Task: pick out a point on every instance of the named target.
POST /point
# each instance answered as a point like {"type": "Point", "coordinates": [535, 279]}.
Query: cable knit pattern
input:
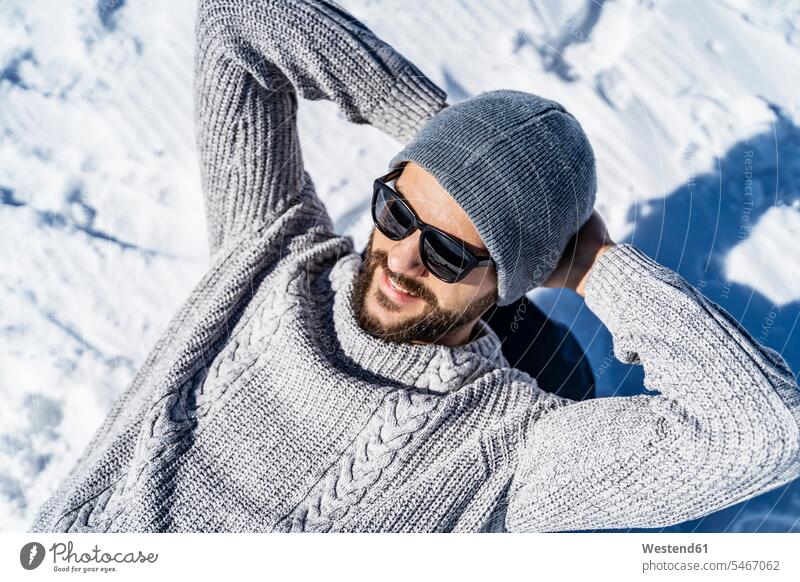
{"type": "Point", "coordinates": [265, 407]}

TASK PROMPT |
Copy out all the material above again, but put "ribbed knit pattern" in place of "cable knit pattern" and change nothing else. Leave out the pictures.

THE OUTPUT |
Task: pick out a point on every instance of the named target.
POST /point
# each instance answered as a point like {"type": "Point", "coordinates": [535, 279]}.
Query: ribbed knit pattern
input:
{"type": "Point", "coordinates": [265, 407]}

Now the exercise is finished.